== PROVIDED RECORDS ==

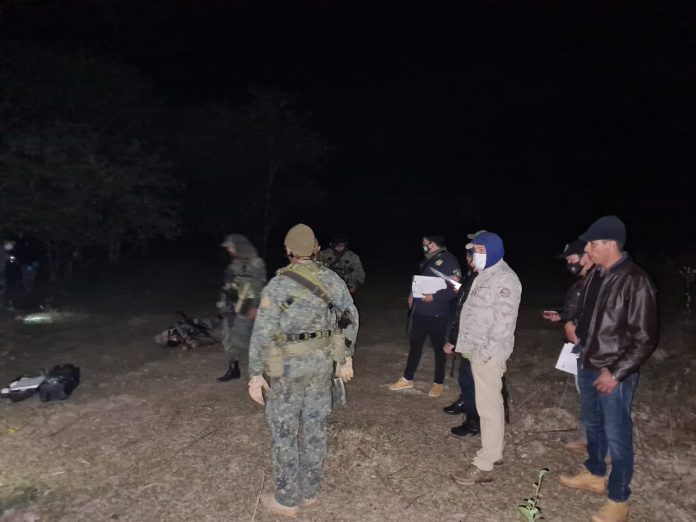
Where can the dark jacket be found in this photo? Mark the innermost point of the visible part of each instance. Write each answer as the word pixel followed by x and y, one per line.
pixel 447 263
pixel 571 306
pixel 452 331
pixel 623 326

===

WHAT YOU HAVE TO DO:
Can you print every row above word for word, omitting the pictures?

REPLY:
Where can the dark jacket be found in this photo? Mark the innermost point of the visible part of each instance. Write each answer as the word pixel followed by x and y, one per line.
pixel 447 263
pixel 571 306
pixel 452 331
pixel 623 326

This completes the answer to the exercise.